→ TO BE DONE:
Copy the lines below, putting "research team" wherever "research lab" appears and keeping everything else the same.

<<<<

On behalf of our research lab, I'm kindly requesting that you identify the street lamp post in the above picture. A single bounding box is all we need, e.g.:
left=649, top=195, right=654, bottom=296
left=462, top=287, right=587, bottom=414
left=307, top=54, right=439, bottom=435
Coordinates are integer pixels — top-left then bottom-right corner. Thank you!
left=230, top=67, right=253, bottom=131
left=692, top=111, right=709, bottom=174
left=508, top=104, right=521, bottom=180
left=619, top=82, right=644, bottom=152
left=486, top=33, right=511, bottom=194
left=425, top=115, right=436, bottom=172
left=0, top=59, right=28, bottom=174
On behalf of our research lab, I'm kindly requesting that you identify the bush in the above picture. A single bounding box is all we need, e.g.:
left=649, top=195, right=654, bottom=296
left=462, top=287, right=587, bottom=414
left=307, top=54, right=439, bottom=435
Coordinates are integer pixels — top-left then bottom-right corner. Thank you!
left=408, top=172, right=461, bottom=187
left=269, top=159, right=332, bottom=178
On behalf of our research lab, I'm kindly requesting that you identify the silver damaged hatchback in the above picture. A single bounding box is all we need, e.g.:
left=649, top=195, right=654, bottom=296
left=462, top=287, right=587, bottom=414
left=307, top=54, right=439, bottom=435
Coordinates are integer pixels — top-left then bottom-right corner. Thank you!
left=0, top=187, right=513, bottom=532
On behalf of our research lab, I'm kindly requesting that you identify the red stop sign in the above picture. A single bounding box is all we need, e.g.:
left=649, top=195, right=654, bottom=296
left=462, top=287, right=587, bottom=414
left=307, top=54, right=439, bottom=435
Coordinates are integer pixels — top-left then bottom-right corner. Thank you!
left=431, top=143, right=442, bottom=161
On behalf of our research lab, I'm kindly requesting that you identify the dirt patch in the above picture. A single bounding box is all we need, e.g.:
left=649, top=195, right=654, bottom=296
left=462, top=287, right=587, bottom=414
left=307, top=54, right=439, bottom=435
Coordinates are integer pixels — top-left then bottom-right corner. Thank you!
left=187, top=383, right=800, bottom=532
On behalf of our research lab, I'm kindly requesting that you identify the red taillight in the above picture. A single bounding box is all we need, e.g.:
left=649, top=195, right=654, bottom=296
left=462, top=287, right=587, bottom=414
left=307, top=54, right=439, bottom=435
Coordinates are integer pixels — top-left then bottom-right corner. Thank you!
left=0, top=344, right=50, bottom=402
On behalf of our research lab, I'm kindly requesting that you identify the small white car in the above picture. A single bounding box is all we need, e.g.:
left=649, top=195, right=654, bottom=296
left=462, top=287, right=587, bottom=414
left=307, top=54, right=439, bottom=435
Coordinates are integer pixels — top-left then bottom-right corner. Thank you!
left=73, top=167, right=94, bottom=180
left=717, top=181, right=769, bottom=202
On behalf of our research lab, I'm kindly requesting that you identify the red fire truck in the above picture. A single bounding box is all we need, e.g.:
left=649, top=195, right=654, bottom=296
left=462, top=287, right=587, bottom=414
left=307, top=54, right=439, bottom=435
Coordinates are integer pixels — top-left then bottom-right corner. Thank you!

>>>>

→ FINAL RESULT:
On behalf of our research team, I'm kindly requesting that you identify the street lamp post in the above picture. A single bounding box is all we need, e.g.:
left=649, top=195, right=654, bottom=296
left=462, top=287, right=587, bottom=414
left=307, top=54, right=439, bottom=435
Coordinates are integer pixels — top-left then bottom-right corner. Thank you!
left=230, top=67, right=253, bottom=131
left=692, top=111, right=709, bottom=174
left=508, top=104, right=521, bottom=180
left=619, top=82, right=644, bottom=152
left=486, top=33, right=511, bottom=194
left=425, top=115, right=436, bottom=172
left=0, top=59, right=28, bottom=174
On behalf of our research team, I'm kindly requesting that you identify the bush in the above picture. A single bounding box is all we need, e.g.:
left=649, top=195, right=654, bottom=296
left=462, top=287, right=587, bottom=414
left=307, top=54, right=439, bottom=435
Coordinates are integer pixels — top-left then bottom-right corner. Thank you!
left=408, top=172, right=461, bottom=187
left=269, top=159, right=332, bottom=178
On behalf of our research team, I'm kindly requesting that you identify the silver damaged hatchback in the above picture. A single bounding box is all we need, e.g.:
left=649, top=195, right=654, bottom=296
left=462, top=287, right=587, bottom=414
left=307, top=54, right=439, bottom=435
Coordinates are integer pixels — top-left then bottom-right corner. Thank you!
left=0, top=187, right=513, bottom=532
On behalf of our research team, I'm kindly requesting that you identify the red stop sign in the above picture. A single bounding box is all we need, e.g.:
left=649, top=195, right=654, bottom=296
left=462, top=287, right=587, bottom=414
left=307, top=54, right=439, bottom=435
Coordinates are integer pixels — top-left then bottom-right corner. Thank you!
left=431, top=143, right=442, bottom=161
On behalf of our research team, I'm kindly requesting that you identify the dirt patch in the above picture. A single bounding box is all we need, e.g.:
left=649, top=195, right=654, bottom=296
left=462, top=287, right=587, bottom=414
left=307, top=54, right=439, bottom=435
Coordinates are integer pixels — top-left then bottom-right corner. Thank you!
left=187, top=383, right=800, bottom=532
On behalf of our research team, I'm kindly requesting that you identify the red taillight in the above picture. A single bounding box is all we need, e.g.:
left=649, top=195, right=654, bottom=296
left=462, top=287, right=587, bottom=414
left=307, top=54, right=439, bottom=435
Coordinates are integer pixels — top-left then bottom-right corner. Thank you!
left=0, top=344, right=50, bottom=402
On behalf of our research team, I'm kindly requesting that you identify the small white car in the above picture. A single bounding box is all we need, e.g.:
left=649, top=195, right=654, bottom=296
left=462, top=287, right=587, bottom=414
left=307, top=54, right=439, bottom=435
Coordinates are integer pixels — top-left then bottom-right corner. Thank you!
left=73, top=167, right=94, bottom=180
left=717, top=181, right=769, bottom=202
On behalf of our research team, I'm kindly requesting that you identify the red fire truck in the above picture. A single bounding box is all we need, e.g.:
left=649, top=195, right=654, bottom=296
left=462, top=287, right=587, bottom=414
left=307, top=54, right=439, bottom=435
Coordinates are integer pixels — top-left then bottom-right corner. Thank you!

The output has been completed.